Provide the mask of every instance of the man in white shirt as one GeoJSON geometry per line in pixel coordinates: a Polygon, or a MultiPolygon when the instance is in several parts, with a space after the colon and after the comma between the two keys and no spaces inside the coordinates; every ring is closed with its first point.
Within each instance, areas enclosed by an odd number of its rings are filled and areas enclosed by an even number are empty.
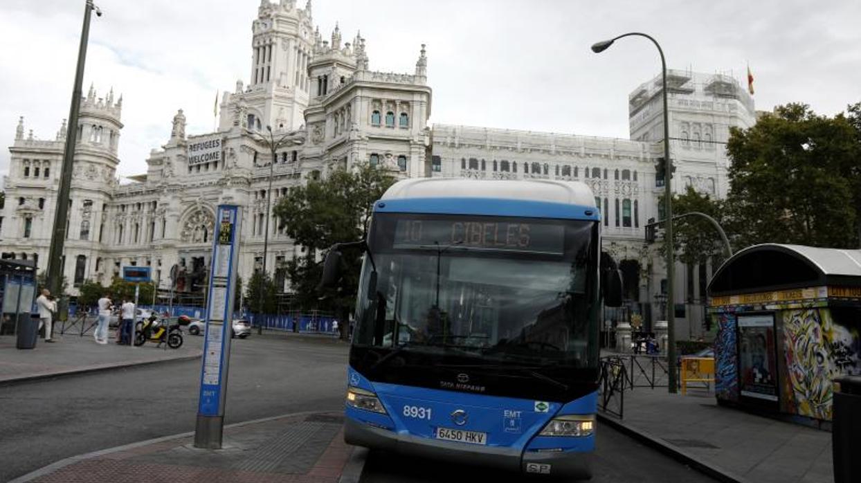
{"type": "Polygon", "coordinates": [[[98,344],[108,344],[108,324],[110,322],[111,301],[105,294],[99,299],[99,325],[93,332],[93,337],[98,344]]]}
{"type": "Polygon", "coordinates": [[[48,299],[50,295],[51,292],[47,288],[43,288],[41,295],[36,297],[36,306],[39,307],[39,328],[45,326],[45,342],[53,342],[51,338],[51,319],[53,314],[51,313],[57,310],[57,306],[53,300],[48,299]]]}
{"type": "Polygon", "coordinates": [[[132,327],[134,325],[134,303],[126,300],[121,310],[122,325],[120,325],[120,344],[128,345],[132,342],[132,327]]]}

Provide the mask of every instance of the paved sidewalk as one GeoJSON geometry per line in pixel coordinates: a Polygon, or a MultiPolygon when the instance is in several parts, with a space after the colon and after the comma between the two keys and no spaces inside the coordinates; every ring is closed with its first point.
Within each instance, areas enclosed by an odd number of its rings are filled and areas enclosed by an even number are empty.
{"type": "Polygon", "coordinates": [[[167,361],[195,359],[202,354],[203,337],[183,335],[179,349],[156,347],[151,342],[140,347],[118,345],[114,343],[115,331],[108,333],[105,345],[96,344],[92,331],[80,337],[77,333],[59,335],[54,330],[53,344],[40,338],[32,350],[16,349],[15,336],[0,336],[0,385],[104,370],[167,361]]]}
{"type": "Polygon", "coordinates": [[[701,461],[723,480],[833,481],[828,431],[720,406],[705,389],[682,396],[637,387],[624,398],[624,418],[604,420],[701,461]]]}
{"type": "Polygon", "coordinates": [[[343,421],[310,412],[239,423],[225,427],[221,449],[198,449],[186,433],[68,458],[13,481],[356,482],[363,458],[344,443],[343,421]]]}

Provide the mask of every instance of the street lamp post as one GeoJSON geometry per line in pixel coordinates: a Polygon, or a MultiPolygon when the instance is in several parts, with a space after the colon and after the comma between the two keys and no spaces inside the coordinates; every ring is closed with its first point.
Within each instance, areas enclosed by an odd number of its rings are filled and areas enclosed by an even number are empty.
{"type": "Polygon", "coordinates": [[[661,93],[664,97],[664,162],[666,168],[664,170],[664,210],[666,212],[666,233],[665,243],[666,244],[666,357],[668,366],[668,380],[670,393],[676,392],[676,314],[675,314],[675,297],[673,293],[673,276],[675,275],[675,257],[672,252],[672,189],[671,180],[672,177],[672,160],[670,158],[670,121],[669,111],[667,110],[667,93],[666,93],[666,60],[664,59],[664,51],[660,48],[660,44],[651,35],[640,32],[630,32],[614,37],[609,40],[603,40],[592,45],[592,49],[595,53],[604,52],[613,42],[623,38],[632,35],[646,37],[654,46],[658,47],[658,53],[660,54],[661,67],[661,93]]]}
{"type": "MultiPolygon", "coordinates": [[[[275,164],[278,161],[277,151],[283,146],[287,145],[288,138],[295,135],[295,133],[286,133],[278,140],[275,139],[275,133],[272,132],[271,126],[266,126],[266,131],[269,133],[269,138],[260,135],[260,138],[264,143],[269,146],[269,152],[272,154],[272,161],[269,163],[269,189],[266,190],[266,220],[263,224],[263,266],[261,267],[260,272],[260,288],[259,294],[257,295],[257,315],[259,316],[263,313],[263,292],[266,288],[266,255],[269,251],[269,210],[272,205],[272,178],[275,177],[275,164]]],[[[298,139],[294,139],[293,143],[301,144],[298,139]]],[[[263,333],[263,322],[260,321],[257,324],[257,334],[263,333]]]]}
{"type": "Polygon", "coordinates": [[[69,216],[69,192],[71,190],[71,166],[75,158],[75,144],[77,141],[77,115],[81,108],[82,85],[84,84],[84,65],[87,58],[87,40],[90,37],[90,18],[92,11],[102,16],[102,10],[87,0],[84,7],[84,27],[81,28],[81,44],[77,49],[77,69],[75,71],[75,84],[71,88],[71,106],[69,108],[69,123],[65,133],[65,151],[60,167],[59,189],[57,190],[57,210],[54,213],[53,231],[51,232],[51,246],[48,250],[48,266],[46,272],[48,290],[57,297],[63,281],[63,251],[65,245],[65,220],[69,216]]]}

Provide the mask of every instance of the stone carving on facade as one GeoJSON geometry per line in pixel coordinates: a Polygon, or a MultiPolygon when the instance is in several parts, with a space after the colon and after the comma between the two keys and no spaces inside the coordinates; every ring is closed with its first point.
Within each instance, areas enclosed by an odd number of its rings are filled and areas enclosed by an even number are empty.
{"type": "Polygon", "coordinates": [[[212,239],[214,226],[212,214],[205,208],[198,208],[183,223],[179,238],[184,243],[208,243],[212,239]]]}
{"type": "Polygon", "coordinates": [[[323,124],[316,123],[311,127],[311,142],[319,145],[323,142],[323,124]]]}
{"type": "Polygon", "coordinates": [[[183,109],[177,112],[173,116],[173,128],[170,130],[170,139],[183,140],[185,139],[185,115],[183,109]]]}

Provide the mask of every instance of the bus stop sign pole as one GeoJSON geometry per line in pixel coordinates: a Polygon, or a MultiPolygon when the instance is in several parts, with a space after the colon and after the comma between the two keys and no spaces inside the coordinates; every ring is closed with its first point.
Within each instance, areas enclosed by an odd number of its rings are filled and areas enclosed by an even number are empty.
{"type": "Polygon", "coordinates": [[[221,449],[241,213],[236,205],[219,205],[215,217],[195,448],[221,449]]]}

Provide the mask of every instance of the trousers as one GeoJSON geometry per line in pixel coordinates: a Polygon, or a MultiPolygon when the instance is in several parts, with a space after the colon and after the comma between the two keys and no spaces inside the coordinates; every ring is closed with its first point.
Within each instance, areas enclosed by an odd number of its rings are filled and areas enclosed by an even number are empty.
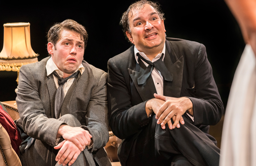
{"type": "Polygon", "coordinates": [[[193,125],[188,116],[182,116],[185,124],[172,130],[167,124],[163,130],[155,116],[133,141],[126,165],[219,165],[216,140],[193,125]]]}

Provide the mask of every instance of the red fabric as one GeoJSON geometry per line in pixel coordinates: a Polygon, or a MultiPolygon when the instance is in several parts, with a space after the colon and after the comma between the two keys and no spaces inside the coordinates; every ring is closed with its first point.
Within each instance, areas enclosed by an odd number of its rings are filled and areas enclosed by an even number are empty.
{"type": "Polygon", "coordinates": [[[21,139],[19,131],[11,116],[3,109],[0,105],[0,123],[6,130],[11,140],[12,147],[19,156],[19,146],[21,139]]]}

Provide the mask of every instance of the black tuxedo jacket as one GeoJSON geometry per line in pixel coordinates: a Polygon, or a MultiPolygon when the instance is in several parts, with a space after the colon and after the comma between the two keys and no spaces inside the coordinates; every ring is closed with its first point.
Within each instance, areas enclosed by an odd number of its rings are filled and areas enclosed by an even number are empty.
{"type": "MultiPolygon", "coordinates": [[[[220,120],[223,105],[205,47],[195,42],[166,39],[163,62],[173,80],[164,80],[163,95],[189,98],[193,104],[194,124],[207,133],[208,125],[215,125],[220,120]]],[[[157,91],[151,75],[145,84],[138,85],[137,79],[146,68],[141,61],[139,61],[138,64],[133,46],[108,62],[109,124],[114,134],[125,139],[120,148],[131,145],[151,119],[147,117],[145,106],[157,91]]],[[[127,151],[128,154],[129,149],[127,151]]]]}

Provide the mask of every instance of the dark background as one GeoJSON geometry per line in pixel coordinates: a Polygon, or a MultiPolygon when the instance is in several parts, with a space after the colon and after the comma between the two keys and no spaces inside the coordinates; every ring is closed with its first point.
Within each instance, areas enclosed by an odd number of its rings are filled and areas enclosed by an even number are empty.
{"type": "MultiPolygon", "coordinates": [[[[72,19],[84,26],[89,39],[84,59],[108,72],[110,58],[130,46],[119,24],[122,14],[134,0],[52,1],[47,7],[16,7],[0,2],[0,51],[7,23],[30,23],[31,46],[38,61],[48,56],[46,35],[56,22],[72,19]],[[1,26],[1,25],[2,25],[1,26]]],[[[245,46],[239,27],[224,1],[221,0],[169,0],[158,1],[166,18],[168,37],[195,41],[206,47],[214,77],[226,108],[234,74],[245,46]]],[[[14,100],[17,73],[0,71],[0,101],[14,100]]]]}

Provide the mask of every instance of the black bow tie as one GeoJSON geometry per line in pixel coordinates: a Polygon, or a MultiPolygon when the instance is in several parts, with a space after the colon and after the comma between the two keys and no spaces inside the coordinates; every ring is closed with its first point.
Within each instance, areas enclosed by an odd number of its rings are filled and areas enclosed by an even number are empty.
{"type": "Polygon", "coordinates": [[[165,80],[168,81],[172,81],[173,76],[170,73],[166,68],[165,64],[162,60],[163,54],[162,54],[161,57],[159,59],[154,62],[145,59],[139,53],[138,53],[137,55],[140,58],[148,64],[148,66],[147,67],[142,75],[138,78],[138,85],[143,85],[146,83],[146,80],[154,70],[154,67],[161,73],[165,80]]]}

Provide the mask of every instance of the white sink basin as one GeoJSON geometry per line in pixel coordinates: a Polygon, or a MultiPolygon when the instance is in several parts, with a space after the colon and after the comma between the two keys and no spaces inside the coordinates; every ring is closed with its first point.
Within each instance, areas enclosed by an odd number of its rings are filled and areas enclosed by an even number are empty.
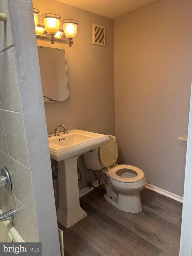
{"type": "Polygon", "coordinates": [[[58,162],[59,206],[57,220],[68,228],[87,216],[80,206],[77,161],[81,155],[109,141],[108,136],[79,130],[49,138],[51,158],[58,162]]]}
{"type": "Polygon", "coordinates": [[[109,140],[106,135],[79,130],[71,130],[67,134],[61,132],[59,136],[52,135],[49,138],[51,158],[61,161],[79,156],[106,145],[109,140]]]}

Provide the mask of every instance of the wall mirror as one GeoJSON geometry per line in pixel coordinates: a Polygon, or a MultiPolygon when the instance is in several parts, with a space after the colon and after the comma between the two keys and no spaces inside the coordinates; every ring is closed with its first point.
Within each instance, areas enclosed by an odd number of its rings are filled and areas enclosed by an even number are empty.
{"type": "Polygon", "coordinates": [[[68,100],[65,50],[38,46],[44,102],[68,100]]]}

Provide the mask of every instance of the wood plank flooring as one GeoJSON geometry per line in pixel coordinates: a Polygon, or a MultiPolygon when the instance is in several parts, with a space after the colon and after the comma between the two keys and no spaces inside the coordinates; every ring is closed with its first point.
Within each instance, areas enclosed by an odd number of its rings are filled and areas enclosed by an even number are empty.
{"type": "Polygon", "coordinates": [[[88,215],[64,233],[65,256],[178,256],[182,204],[146,188],[143,209],[126,212],[105,200],[103,185],[80,199],[88,215]]]}

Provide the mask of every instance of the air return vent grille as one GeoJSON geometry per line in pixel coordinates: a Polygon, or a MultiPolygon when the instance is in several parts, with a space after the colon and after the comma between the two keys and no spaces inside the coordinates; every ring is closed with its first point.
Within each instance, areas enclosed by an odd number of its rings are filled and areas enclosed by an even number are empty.
{"type": "Polygon", "coordinates": [[[92,23],[92,42],[94,44],[105,46],[105,28],[92,23]]]}

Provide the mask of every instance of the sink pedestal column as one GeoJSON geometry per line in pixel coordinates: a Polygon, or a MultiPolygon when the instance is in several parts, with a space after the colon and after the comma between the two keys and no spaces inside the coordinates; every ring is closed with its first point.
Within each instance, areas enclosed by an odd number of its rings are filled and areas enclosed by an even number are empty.
{"type": "Polygon", "coordinates": [[[77,161],[78,156],[58,162],[59,207],[58,222],[68,228],[86,217],[79,202],[77,161]]]}

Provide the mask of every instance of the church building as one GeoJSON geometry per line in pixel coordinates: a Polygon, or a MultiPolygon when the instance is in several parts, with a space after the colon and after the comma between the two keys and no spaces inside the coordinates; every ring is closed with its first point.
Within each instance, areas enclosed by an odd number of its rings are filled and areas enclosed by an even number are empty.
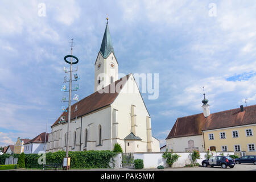
{"type": "MultiPolygon", "coordinates": [[[[107,22],[94,64],[94,92],[71,106],[69,151],[113,150],[118,143],[123,152],[159,152],[134,77],[118,79],[118,66],[107,22]]],[[[68,109],[52,125],[47,152],[66,150],[68,113],[68,109]]]]}

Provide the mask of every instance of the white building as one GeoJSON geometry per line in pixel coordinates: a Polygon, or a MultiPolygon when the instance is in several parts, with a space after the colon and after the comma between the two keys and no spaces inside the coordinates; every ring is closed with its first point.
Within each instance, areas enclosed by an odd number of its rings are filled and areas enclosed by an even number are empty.
{"type": "Polygon", "coordinates": [[[10,144],[8,146],[7,149],[6,150],[6,152],[5,152],[6,154],[13,154],[14,153],[13,151],[14,151],[14,145],[13,144],[10,144]]]}
{"type": "Polygon", "coordinates": [[[38,154],[39,151],[46,151],[48,135],[49,134],[47,133],[46,137],[46,133],[44,132],[25,143],[24,144],[24,154],[38,154]]]}
{"type": "MultiPolygon", "coordinates": [[[[94,67],[95,92],[71,107],[69,150],[112,150],[118,142],[124,152],[159,152],[133,74],[118,80],[108,23],[94,67]]],[[[68,109],[51,126],[47,151],[65,150],[68,113],[68,109]],[[66,122],[60,122],[61,118],[66,122]]]]}

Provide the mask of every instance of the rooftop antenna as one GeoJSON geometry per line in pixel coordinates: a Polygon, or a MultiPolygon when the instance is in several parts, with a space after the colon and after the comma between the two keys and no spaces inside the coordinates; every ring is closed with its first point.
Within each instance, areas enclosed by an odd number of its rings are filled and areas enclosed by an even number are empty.
{"type": "Polygon", "coordinates": [[[246,105],[246,106],[247,106],[247,102],[246,102],[246,100],[248,100],[248,98],[246,98],[245,100],[245,105],[246,105]]]}

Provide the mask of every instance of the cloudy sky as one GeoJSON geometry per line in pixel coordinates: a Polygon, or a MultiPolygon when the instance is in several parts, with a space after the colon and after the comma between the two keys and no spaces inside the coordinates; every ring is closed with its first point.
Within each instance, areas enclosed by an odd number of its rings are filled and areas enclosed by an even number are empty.
{"type": "Polygon", "coordinates": [[[119,73],[159,74],[158,98],[143,97],[161,146],[177,117],[201,113],[203,86],[212,113],[255,104],[255,9],[254,0],[1,0],[0,146],[45,131],[47,118],[50,130],[71,38],[79,94],[93,92],[106,14],[119,73]]]}

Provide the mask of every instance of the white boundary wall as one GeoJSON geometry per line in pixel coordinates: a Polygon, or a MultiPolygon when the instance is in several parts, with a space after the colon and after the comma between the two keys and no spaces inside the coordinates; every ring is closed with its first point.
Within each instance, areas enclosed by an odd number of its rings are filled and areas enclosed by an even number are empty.
{"type": "MultiPolygon", "coordinates": [[[[212,152],[210,152],[211,155],[212,152]]],[[[224,153],[224,155],[234,155],[234,152],[213,152],[213,155],[220,155],[220,154],[224,153]]],[[[183,167],[186,164],[191,164],[190,160],[189,152],[174,152],[181,156],[178,160],[174,163],[172,167],[183,167]]],[[[201,162],[205,159],[205,152],[200,152],[201,158],[197,160],[197,163],[201,165],[201,162]]],[[[147,152],[147,153],[134,153],[134,159],[143,159],[144,163],[144,168],[156,168],[158,166],[162,165],[164,167],[168,167],[169,165],[166,163],[166,159],[162,156],[163,152],[147,152]]]]}

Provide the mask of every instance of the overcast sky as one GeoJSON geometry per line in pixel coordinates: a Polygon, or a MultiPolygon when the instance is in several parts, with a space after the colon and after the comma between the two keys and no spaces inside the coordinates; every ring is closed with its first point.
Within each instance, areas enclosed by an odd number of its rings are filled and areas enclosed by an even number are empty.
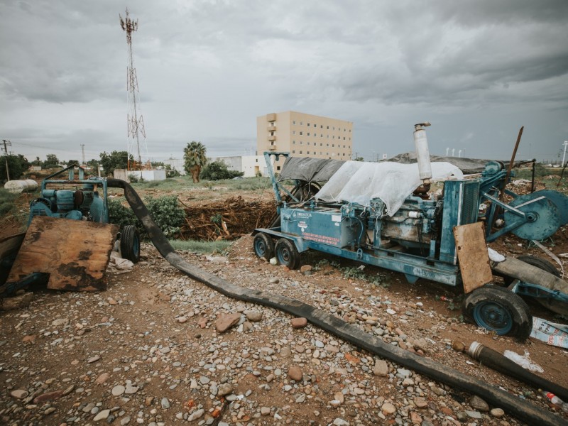
{"type": "Polygon", "coordinates": [[[151,159],[254,153],[256,119],[353,121],[371,160],[430,153],[558,160],[568,140],[568,1],[0,0],[0,139],[32,160],[126,151],[133,36],[151,159]]]}

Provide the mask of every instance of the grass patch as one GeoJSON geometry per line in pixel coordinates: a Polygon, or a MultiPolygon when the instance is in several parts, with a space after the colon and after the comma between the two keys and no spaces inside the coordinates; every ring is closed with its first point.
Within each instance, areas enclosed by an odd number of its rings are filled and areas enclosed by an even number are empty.
{"type": "Polygon", "coordinates": [[[225,254],[232,244],[231,241],[198,241],[195,240],[170,240],[170,244],[180,251],[192,251],[202,254],[225,254]]]}
{"type": "Polygon", "coordinates": [[[0,216],[4,216],[9,213],[14,207],[14,200],[18,198],[18,194],[13,194],[0,188],[0,216]]]}

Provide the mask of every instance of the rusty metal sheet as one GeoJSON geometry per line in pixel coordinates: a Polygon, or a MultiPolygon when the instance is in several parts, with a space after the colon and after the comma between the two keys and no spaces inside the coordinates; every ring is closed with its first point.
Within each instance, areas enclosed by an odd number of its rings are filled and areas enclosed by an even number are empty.
{"type": "Polygon", "coordinates": [[[456,251],[464,282],[464,292],[469,293],[493,280],[489,255],[481,222],[454,227],[456,251]]]}
{"type": "Polygon", "coordinates": [[[106,288],[116,225],[36,217],[14,261],[8,281],[41,272],[48,288],[99,291],[106,288]]]}

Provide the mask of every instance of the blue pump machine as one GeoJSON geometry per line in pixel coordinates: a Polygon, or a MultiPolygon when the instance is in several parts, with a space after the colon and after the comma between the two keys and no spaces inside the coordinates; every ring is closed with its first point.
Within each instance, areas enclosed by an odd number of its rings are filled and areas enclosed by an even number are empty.
{"type": "MultiPolygon", "coordinates": [[[[265,153],[277,200],[280,226],[254,231],[256,255],[267,259],[275,256],[280,264],[295,268],[300,266],[300,253],[316,250],[400,272],[410,283],[427,278],[460,286],[462,280],[453,234],[454,226],[473,224],[480,219],[493,223],[501,214],[506,224],[496,231],[488,226],[488,241],[507,232],[526,239],[541,240],[568,223],[568,214],[560,213],[568,212],[568,197],[555,191],[538,191],[520,197],[506,191],[513,200],[508,204],[501,201],[498,195],[506,172],[502,163],[495,161],[486,165],[480,178],[447,180],[441,197],[428,197],[432,173],[424,130],[427,126],[430,124],[417,124],[414,132],[422,184],[392,216],[386,214],[385,204],[380,198],[371,199],[366,206],[316,202],[313,198],[300,200],[280,185],[272,168],[271,156],[275,155],[278,160],[280,155],[288,157],[288,153],[265,153]],[[288,195],[288,201],[283,200],[281,192],[288,195]],[[484,212],[484,217],[480,218],[482,202],[489,204],[489,207],[484,212]],[[500,209],[504,212],[500,213],[500,209]]],[[[311,182],[307,183],[311,185],[311,182]]],[[[534,295],[537,288],[538,297],[568,303],[568,294],[530,283],[519,283],[518,280],[515,284],[510,289],[513,292],[506,292],[510,293],[506,295],[511,299],[510,303],[492,297],[496,291],[494,289],[482,288],[484,291],[489,291],[489,299],[482,297],[481,302],[476,302],[472,313],[475,321],[498,334],[513,332],[524,338],[530,332],[530,324],[513,327],[513,323],[522,322],[518,318],[530,317],[530,313],[515,313],[517,305],[523,304],[518,308],[521,311],[528,308],[524,307],[526,304],[515,293],[534,295]]],[[[532,317],[530,322],[532,324],[532,317]]]]}

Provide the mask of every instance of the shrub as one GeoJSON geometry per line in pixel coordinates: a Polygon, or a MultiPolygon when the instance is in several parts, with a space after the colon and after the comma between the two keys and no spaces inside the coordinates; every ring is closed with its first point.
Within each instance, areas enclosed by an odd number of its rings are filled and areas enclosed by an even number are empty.
{"type": "Polygon", "coordinates": [[[109,200],[109,222],[115,225],[119,225],[122,229],[126,225],[134,225],[138,229],[141,224],[129,207],[122,205],[117,200],[109,200]]]}
{"type": "Polygon", "coordinates": [[[185,211],[178,202],[175,195],[159,198],[148,197],[144,200],[152,219],[167,237],[172,237],[181,231],[185,219],[185,211]]]}
{"type": "Polygon", "coordinates": [[[13,201],[17,197],[17,194],[0,188],[0,216],[4,216],[11,211],[14,206],[13,201]]]}
{"type": "Polygon", "coordinates": [[[244,172],[229,170],[222,161],[214,161],[207,164],[201,170],[200,175],[202,179],[207,180],[220,180],[222,179],[232,179],[244,175],[244,172]]]}

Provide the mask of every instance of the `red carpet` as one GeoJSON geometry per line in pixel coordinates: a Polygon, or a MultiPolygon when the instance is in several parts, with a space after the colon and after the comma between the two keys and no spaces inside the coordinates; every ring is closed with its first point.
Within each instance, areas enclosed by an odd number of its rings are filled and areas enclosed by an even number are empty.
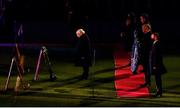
========
# Exercise instructions:
Count the lines in the items above that contain the string "building". Give only that number.

# Result of this task:
2